**AUFGABENBESCHREIBUNG**:
Liste jede der folgenden Zeilen, in der die Zeichenfolge „blue“ vorkommt, unverändert auf. Groß- und Kleinschreibung ist dabei zu beachten.

[Ausgangszeilen]

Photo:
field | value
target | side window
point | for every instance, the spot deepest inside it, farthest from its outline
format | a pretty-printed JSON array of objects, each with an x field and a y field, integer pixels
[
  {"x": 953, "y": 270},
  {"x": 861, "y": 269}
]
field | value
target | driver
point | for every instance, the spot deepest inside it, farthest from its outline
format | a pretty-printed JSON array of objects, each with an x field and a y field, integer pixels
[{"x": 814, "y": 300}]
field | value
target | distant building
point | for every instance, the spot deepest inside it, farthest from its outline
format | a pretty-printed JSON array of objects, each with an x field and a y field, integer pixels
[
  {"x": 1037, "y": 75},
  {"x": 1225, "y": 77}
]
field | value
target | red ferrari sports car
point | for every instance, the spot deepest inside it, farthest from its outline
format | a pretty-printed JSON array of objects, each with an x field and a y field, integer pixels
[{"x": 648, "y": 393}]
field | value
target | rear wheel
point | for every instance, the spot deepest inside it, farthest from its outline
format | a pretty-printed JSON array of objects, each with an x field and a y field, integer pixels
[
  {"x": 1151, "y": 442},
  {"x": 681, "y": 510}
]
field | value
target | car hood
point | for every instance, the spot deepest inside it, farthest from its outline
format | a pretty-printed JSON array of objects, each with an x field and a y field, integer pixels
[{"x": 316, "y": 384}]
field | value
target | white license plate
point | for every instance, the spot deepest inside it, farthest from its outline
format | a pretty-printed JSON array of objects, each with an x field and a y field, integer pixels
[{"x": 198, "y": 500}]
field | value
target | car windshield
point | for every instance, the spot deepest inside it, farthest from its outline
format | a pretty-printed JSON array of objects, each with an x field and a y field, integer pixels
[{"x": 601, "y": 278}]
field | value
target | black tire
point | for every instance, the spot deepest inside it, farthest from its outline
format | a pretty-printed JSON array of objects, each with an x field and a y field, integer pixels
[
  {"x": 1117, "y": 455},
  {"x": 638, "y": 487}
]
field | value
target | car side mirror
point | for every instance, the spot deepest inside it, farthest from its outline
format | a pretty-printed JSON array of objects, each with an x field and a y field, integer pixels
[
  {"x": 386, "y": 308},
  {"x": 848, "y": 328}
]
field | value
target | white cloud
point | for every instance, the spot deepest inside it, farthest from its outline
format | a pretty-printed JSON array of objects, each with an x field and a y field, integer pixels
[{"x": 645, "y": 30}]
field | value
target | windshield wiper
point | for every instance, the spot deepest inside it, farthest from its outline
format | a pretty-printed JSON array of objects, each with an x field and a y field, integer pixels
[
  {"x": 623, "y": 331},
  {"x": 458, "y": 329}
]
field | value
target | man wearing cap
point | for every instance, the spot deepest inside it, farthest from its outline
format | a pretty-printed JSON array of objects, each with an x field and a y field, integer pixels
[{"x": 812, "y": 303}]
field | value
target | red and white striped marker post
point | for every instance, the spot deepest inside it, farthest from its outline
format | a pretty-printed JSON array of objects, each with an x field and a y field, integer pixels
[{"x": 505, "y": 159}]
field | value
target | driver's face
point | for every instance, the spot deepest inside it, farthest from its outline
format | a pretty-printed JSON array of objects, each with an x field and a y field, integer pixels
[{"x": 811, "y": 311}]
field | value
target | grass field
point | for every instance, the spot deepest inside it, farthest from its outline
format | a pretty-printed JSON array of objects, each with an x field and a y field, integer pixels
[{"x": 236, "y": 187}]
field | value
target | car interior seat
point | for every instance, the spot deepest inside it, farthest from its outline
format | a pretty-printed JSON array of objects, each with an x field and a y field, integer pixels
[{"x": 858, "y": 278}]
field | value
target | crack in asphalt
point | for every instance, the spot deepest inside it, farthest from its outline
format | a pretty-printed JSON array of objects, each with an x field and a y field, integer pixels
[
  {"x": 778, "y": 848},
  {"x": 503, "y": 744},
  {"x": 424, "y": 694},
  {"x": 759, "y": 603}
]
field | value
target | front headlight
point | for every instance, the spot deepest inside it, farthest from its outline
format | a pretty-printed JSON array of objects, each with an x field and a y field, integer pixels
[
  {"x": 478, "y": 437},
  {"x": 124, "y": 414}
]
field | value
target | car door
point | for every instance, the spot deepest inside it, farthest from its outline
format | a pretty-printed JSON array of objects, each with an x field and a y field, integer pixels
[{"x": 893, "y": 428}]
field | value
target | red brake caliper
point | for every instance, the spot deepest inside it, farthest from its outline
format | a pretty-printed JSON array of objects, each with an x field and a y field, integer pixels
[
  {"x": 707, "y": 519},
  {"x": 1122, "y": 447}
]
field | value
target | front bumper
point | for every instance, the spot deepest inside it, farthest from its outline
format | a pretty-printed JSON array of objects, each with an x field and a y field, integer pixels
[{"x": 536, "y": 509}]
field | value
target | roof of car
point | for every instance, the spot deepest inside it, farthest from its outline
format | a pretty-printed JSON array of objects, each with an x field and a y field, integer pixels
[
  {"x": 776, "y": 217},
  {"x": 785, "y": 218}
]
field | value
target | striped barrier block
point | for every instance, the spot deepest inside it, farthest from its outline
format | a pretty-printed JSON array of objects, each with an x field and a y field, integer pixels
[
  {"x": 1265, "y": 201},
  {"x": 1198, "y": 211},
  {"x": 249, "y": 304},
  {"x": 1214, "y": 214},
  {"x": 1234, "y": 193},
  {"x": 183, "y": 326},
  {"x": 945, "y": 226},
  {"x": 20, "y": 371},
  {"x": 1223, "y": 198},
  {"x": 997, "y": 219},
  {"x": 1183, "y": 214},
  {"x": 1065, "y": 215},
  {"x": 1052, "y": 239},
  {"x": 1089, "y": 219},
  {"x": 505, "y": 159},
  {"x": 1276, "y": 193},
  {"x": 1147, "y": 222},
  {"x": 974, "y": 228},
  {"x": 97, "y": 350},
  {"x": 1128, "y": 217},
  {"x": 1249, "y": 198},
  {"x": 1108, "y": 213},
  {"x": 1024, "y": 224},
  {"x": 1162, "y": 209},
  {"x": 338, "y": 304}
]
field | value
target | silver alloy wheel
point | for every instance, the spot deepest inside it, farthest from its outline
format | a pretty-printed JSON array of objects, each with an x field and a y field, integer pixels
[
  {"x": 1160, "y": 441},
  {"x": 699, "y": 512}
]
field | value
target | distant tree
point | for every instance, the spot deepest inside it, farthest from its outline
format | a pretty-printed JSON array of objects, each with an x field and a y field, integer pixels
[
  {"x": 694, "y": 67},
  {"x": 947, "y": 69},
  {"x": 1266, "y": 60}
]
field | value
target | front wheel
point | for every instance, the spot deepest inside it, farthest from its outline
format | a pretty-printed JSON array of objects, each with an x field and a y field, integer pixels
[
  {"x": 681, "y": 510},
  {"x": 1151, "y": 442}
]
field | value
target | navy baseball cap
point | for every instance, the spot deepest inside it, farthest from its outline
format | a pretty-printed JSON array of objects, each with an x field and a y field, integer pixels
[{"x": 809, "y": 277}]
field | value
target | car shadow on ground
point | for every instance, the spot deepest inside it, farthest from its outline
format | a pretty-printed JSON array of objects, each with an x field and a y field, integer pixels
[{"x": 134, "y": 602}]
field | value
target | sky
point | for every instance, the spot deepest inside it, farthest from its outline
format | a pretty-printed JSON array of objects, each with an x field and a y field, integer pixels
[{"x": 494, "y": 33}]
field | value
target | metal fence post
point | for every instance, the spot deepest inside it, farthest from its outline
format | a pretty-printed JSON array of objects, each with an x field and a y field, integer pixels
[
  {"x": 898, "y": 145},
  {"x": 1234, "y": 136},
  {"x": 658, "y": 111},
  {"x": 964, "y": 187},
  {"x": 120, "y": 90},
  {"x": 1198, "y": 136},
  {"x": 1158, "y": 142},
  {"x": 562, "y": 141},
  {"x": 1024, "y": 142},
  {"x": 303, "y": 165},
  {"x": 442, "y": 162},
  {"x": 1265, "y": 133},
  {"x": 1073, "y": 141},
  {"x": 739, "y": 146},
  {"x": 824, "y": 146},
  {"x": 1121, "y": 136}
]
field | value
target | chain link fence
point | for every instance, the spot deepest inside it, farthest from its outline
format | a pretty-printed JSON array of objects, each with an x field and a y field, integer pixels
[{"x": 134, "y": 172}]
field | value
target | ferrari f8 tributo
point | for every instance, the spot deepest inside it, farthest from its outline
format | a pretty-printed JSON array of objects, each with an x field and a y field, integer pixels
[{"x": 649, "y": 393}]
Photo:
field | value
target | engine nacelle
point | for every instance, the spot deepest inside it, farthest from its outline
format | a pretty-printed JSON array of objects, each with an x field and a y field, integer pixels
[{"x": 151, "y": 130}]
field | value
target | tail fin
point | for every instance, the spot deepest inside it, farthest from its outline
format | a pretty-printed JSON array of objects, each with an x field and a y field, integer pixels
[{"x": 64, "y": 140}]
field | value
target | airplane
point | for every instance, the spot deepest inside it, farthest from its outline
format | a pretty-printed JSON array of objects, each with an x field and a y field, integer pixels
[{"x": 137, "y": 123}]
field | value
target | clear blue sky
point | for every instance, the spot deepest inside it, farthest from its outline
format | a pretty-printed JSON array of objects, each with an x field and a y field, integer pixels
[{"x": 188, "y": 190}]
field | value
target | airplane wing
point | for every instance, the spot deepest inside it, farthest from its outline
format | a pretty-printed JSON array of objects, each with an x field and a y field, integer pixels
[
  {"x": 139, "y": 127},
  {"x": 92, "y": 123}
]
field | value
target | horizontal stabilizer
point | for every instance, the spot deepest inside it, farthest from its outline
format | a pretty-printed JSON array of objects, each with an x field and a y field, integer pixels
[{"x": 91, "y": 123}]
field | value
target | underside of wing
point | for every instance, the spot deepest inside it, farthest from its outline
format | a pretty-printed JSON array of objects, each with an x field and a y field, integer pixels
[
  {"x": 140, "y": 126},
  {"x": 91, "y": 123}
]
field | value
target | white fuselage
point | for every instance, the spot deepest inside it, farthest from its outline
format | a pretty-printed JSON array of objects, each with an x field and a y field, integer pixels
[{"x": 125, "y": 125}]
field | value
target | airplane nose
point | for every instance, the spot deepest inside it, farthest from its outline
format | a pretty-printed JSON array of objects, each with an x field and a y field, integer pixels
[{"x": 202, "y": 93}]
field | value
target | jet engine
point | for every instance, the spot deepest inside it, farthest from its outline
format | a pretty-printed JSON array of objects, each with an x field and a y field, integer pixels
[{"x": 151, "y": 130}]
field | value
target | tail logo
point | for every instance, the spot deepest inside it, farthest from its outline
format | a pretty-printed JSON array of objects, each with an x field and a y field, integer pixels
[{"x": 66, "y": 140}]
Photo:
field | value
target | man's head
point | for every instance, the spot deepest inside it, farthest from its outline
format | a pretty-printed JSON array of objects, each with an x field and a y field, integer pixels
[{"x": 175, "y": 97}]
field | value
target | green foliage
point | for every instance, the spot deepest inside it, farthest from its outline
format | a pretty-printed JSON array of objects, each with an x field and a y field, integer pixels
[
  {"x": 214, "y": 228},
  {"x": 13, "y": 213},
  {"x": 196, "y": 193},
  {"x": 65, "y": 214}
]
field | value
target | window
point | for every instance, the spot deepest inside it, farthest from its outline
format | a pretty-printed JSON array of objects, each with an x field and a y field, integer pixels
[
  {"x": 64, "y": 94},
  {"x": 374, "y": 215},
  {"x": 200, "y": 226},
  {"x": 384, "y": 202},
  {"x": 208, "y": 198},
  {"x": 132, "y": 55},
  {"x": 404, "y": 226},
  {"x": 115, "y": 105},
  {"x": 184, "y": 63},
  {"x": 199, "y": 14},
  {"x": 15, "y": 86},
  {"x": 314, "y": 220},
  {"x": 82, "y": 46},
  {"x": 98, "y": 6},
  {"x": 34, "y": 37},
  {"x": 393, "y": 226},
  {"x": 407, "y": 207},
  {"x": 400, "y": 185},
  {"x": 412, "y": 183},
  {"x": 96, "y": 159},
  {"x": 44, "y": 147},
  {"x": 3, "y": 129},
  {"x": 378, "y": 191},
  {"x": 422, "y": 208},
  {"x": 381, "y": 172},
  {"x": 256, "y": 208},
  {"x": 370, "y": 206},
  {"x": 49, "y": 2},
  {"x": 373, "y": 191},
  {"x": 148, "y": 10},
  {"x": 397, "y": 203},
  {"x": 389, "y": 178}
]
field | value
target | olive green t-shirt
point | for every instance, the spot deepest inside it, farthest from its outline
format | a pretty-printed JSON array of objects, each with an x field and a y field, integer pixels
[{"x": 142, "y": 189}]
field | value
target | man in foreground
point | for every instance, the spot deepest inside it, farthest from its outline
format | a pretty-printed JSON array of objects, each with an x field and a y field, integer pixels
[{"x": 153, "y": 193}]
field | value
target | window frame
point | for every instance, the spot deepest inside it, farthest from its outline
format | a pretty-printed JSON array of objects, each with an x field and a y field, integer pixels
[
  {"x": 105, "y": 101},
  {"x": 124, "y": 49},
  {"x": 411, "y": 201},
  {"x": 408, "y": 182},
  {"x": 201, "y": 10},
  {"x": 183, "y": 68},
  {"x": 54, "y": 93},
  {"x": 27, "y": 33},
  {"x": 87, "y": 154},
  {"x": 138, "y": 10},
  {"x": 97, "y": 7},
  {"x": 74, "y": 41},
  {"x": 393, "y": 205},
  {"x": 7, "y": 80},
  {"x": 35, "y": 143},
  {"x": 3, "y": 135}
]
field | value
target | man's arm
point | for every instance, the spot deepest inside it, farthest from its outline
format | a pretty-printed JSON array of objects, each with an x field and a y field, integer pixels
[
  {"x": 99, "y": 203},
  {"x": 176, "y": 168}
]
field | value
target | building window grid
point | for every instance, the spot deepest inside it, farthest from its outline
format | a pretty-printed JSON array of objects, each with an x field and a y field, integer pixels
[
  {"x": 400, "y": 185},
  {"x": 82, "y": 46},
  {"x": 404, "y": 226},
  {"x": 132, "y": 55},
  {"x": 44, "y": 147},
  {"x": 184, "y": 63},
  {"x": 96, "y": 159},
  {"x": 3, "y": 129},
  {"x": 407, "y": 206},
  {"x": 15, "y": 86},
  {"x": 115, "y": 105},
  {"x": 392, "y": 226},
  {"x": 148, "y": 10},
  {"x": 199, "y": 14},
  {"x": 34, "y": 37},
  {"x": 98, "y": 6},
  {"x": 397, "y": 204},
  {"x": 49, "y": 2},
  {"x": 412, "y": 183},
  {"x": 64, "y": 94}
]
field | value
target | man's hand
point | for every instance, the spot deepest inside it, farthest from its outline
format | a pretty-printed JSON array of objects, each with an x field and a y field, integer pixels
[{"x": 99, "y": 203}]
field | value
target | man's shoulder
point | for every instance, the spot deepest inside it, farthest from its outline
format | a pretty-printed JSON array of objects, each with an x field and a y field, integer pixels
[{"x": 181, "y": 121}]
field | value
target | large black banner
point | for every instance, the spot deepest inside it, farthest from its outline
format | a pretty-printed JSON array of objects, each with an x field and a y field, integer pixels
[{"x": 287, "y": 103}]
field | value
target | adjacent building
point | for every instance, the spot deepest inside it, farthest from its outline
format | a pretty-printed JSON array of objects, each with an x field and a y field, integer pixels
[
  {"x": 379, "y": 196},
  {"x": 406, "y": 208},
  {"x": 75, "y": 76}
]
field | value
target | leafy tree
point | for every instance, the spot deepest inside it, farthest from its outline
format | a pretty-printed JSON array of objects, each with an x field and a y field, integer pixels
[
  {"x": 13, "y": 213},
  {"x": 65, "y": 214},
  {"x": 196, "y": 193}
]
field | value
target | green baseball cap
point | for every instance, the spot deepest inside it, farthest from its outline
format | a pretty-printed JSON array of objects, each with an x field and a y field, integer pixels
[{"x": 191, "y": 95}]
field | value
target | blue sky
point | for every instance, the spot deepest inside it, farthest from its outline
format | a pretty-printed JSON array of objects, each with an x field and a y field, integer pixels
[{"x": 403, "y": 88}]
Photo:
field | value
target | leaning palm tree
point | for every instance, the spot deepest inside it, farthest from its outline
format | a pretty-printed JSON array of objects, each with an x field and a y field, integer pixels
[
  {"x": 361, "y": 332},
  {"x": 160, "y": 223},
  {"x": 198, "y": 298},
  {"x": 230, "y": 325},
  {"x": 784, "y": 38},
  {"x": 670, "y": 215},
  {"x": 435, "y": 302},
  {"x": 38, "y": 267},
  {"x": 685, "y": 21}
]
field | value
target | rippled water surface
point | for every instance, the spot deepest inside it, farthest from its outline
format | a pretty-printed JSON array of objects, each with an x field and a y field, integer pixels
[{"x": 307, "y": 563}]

**ERWARTETE ANTWORT**:
target | clear blue sky
target | blue sky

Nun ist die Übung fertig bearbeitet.